◆ PERINTAH A
Ambil bagian berita soal RUU Penyiaran, mulai dari "Tolak RUU Penyiaran, Tayangan" terus sampai "RUU penyiaran ini.", tanpa mengubah satu kata pun.
◆ PERINTAH B
Tulis lanjutan berita tentang RUU Penyiaran, dimulai tepat setelah kalimat terakhirnya.

◆ KUTIPAN BACAAN
──────────
Tolak RUU Penyiaran, Tayangan Investigatif adalah Hak Masyarakat
Follow IDN Times untuk mendapatkan informasi terkini. Klik untuk follow WhatsApp Channel & Google News
Medan, IDN Times – Pelarangan tayangan investigatif secara eksklusif yang termaktub di dalam Rancangan Undang-undang Penyiaran menuai polemik. Selain pasal-pasal lainnya yang dinilai kontra-produktif dengan kemerdekaan pers. Mayoritas masyarakat pers menolak RUU penyiaran ini.
Dalam beleid RUU penyiaran pada Pasal 50 B ayat 2 huruf (c) memuat aturan larangan adanya penyiaran eksklusif jurnalistik investigasi. Berikut bunyi pasal 50 B ayat 2 huruf (c) berbunyi; “Selain memuat panduan kelayakan Isi Siaran dan Konten Siaran sebagaimana dimaksud pada ayat (1), SIS memuat larangan mengenai:...(c.) penayangan eksklusif jurnalistik investigasi."
──────────
◆ DATA TERSIMPAN

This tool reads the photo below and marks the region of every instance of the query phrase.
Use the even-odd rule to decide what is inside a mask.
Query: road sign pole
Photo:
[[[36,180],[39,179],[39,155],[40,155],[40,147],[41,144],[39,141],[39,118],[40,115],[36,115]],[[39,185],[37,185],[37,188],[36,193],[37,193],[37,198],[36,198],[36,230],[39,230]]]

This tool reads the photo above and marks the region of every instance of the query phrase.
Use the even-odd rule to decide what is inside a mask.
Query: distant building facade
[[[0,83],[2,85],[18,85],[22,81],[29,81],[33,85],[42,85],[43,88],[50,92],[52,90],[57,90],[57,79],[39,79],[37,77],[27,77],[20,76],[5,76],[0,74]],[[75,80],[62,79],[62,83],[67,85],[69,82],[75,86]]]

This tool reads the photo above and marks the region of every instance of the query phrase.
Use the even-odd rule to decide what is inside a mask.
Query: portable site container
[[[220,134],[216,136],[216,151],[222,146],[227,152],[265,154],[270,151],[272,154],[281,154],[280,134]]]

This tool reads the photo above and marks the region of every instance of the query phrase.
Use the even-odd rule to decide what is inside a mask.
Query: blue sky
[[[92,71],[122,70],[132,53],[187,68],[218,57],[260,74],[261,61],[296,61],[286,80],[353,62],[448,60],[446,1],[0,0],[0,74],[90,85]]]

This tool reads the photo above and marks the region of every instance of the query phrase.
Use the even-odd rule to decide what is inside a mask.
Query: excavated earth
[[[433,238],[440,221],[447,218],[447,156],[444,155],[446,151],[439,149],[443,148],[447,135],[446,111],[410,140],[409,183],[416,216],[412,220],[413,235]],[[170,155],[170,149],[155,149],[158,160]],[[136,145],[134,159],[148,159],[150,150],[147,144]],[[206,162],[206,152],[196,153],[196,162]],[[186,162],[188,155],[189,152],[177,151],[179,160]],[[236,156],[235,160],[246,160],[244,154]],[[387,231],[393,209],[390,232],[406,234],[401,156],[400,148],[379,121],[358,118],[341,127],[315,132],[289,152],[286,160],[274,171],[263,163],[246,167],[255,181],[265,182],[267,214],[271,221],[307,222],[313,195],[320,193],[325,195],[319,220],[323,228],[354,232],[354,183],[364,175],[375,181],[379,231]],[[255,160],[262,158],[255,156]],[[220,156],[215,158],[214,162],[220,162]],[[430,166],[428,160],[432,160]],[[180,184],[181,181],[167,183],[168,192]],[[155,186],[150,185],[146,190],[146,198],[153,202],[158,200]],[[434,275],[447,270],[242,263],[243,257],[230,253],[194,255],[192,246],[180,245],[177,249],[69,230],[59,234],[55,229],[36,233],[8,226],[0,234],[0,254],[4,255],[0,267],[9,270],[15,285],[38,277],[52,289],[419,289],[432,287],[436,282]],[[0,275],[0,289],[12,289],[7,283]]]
──────────
◆ HASIL A
Tolak RUU Penyiaran, Tayangan Investigatif adalah Hak Masyarakat
Follow IDN Times untuk mendapatkan informasi terkini. Klik untuk follow WhatsApp Channel & Google News
Medan, IDN Times – Pelarangan tayangan investigatif secara eksklusif yang termaktub di dalam Rancangan Undang-undang Penyiaran menuai polemik. Selain pasal-pasal lainnya yang dinilai kontra-produktif dengan kemerdekaan pers. Mayoritas masyarakat pers menolak RUU penyiaran ini.

◆ HASIL B
Dewan Pers sebagai induk lembaga konstituen pers sudah meyatakan menolak RUU Penyiaran. Bagi Dewan Pers, RUU penyiaran adalah upaya kesekian kalinya pemerintah untuk membungkam kemerdekaan pers.
1. Upaya pembungkaman pers gencar dilakukan sejak periode pertama Presiden Joko Widodo
Ketua Dewan Pers Ninik Rahayu membeberkan, upaya pembungkaman terhadap pers, santer dilakukan sejak 2014, bersamaan dengan kepemimpinan Presiden Joko Widodo periode pertama. Kata Ninik, saat itu Dewan Pers mendapatkan dokumen yang memperlihatkan upaya untuk membungkam kemerdekaan pers. Meski pun Ninik tidak mendetil secara lugas, dokumen yang dimaksud.
Upaya pembungkaman juga terjadi di dalam RUU KPU pada 2017, hingga berlanjut pada Undang-undang Cipta Kerja dan KUHP baru.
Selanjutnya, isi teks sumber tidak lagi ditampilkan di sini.